During 2017 Senate confirmation hearings, Democrats characterized Barrett as extremely conservative after studying her published works from 15 years in academia.

In a 2017 article “Countering the Majoritarian Difficulty” reacting to the Supreme Court’s backing of the federal health care law, Barrett wrote that the holdings NFIB v. Sebelius and King v. Burwell had distorted the Constitution. Chief Justice John Roberts had pushed the law “beyond its plausible meaning to save the statute,” she wrote.

Barrett also reflected that year about why Catholic judges shouldn’t be expected to recuse themselves from death-penalty cases. “Judges cannot — nor should they try to — align our legal system with the Church’s moral teaching whenever the two diverge,” she wrote in the Marquette Law Review. “They should, however, conform their own behavior to the Church’s standard.”

Judiciary Committee members will begin their opening statements Monday, then question Barrett for the first time on Tuesday, according to a schedule released by Chairman Lindsey Graham. The following days will consist of testimony from “those who know Judge Barrett the best and legal experts,” according to the release.

▶ **Data records**:
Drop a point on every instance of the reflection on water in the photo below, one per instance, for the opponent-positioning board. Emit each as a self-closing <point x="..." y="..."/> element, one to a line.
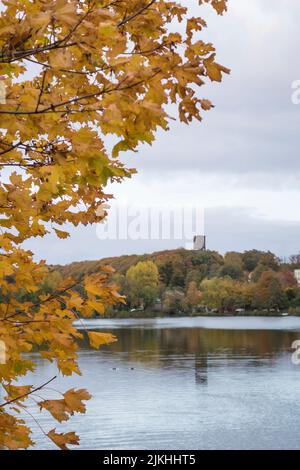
<point x="176" y="384"/>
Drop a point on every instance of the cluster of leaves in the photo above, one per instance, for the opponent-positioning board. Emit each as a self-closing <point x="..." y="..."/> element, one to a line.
<point x="76" y="71"/>
<point x="186" y="281"/>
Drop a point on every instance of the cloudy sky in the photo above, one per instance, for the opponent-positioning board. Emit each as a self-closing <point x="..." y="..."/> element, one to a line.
<point x="241" y="164"/>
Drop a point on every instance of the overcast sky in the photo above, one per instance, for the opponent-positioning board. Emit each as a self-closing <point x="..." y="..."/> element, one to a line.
<point x="241" y="164"/>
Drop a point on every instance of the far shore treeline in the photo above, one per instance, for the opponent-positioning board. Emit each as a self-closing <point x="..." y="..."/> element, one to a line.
<point x="187" y="282"/>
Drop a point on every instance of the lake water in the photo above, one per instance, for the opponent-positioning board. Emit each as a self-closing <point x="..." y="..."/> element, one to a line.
<point x="186" y="383"/>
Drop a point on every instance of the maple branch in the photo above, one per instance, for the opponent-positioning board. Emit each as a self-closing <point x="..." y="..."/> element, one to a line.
<point x="42" y="90"/>
<point x="13" y="400"/>
<point x="52" y="107"/>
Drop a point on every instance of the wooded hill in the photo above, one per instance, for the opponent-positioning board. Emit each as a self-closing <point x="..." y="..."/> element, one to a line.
<point x="178" y="281"/>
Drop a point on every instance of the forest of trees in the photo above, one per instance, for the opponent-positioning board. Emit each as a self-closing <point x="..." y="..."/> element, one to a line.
<point x="191" y="282"/>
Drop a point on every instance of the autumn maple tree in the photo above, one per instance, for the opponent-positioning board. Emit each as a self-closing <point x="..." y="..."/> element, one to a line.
<point x="76" y="71"/>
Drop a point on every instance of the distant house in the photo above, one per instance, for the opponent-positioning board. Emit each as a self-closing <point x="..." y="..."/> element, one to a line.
<point x="297" y="275"/>
<point x="200" y="242"/>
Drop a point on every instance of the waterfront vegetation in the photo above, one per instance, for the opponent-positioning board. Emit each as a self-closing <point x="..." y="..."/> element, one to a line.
<point x="188" y="282"/>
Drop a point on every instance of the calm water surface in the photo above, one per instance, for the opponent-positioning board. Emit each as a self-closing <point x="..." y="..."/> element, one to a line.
<point x="186" y="383"/>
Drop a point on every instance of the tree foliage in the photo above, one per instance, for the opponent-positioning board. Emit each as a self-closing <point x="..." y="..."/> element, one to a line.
<point x="75" y="72"/>
<point x="142" y="284"/>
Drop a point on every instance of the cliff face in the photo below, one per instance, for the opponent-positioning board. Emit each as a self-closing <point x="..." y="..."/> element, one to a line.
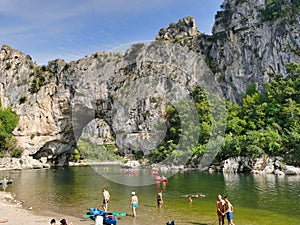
<point x="250" y="41"/>
<point x="128" y="93"/>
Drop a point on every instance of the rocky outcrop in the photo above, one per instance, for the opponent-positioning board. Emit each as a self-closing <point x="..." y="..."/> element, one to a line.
<point x="127" y="93"/>
<point x="184" y="28"/>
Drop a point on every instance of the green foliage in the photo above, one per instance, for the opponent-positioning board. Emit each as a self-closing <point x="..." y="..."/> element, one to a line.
<point x="8" y="122"/>
<point x="267" y="123"/>
<point x="280" y="9"/>
<point x="41" y="77"/>
<point x="76" y="156"/>
<point x="175" y="114"/>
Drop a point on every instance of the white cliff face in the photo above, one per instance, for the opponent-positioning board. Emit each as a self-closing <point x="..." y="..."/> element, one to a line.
<point x="128" y="93"/>
<point x="247" y="48"/>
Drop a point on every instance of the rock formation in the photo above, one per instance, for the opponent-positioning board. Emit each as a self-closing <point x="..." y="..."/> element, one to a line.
<point x="128" y="92"/>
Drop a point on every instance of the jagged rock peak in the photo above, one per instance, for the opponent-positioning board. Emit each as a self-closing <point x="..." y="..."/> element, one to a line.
<point x="185" y="27"/>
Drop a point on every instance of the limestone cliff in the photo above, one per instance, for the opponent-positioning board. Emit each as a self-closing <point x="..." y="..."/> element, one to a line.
<point x="128" y="92"/>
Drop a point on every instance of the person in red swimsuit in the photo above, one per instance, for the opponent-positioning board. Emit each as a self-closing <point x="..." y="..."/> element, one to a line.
<point x="220" y="209"/>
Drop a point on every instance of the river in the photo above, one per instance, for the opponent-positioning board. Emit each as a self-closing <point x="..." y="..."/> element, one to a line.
<point x="257" y="199"/>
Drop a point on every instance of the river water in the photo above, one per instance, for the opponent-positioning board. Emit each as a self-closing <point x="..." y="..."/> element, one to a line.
<point x="257" y="199"/>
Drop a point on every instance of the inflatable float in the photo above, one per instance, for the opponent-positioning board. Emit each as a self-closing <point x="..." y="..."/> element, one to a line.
<point x="96" y="214"/>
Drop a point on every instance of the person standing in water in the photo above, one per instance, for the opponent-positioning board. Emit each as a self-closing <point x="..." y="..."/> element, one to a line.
<point x="229" y="211"/>
<point x="134" y="203"/>
<point x="106" y="197"/>
<point x="220" y="209"/>
<point x="159" y="199"/>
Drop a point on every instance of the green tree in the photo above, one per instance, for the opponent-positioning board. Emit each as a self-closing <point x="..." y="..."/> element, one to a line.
<point x="8" y="122"/>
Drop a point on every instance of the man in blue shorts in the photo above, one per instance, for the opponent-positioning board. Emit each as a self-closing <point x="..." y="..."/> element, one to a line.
<point x="228" y="211"/>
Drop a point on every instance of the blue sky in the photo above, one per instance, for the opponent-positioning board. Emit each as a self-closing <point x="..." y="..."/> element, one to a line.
<point x="71" y="29"/>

▶ **Task set**:
[1] In the Barrett confirmation passage, reproduce the stretch from "Judiciary Committee members" through "to the release.", switching "Tuesday" to "Wednesday".
[2] Render this sentence from the Barrett confirmation passage in Spanish: "Chief Justice John Roberts had pushed the law “beyond its plausible meaning to save the statute,” she wrote."

▶ **Worked answers**:
[1]
Judiciary Committee members will begin their opening statements Monday, then question Barrett for the first time on Wednesday, according to a schedule released by Chairman Lindsey Graham. The following days will consist of testimony from “those who know Judge Barrett the best and legal experts,” according to the release.

[2] El presidente del Tribunal Supremo, John Roberts, había llevado la ley «más allá de su significado plausible para salvar el estatuto», escribió ella.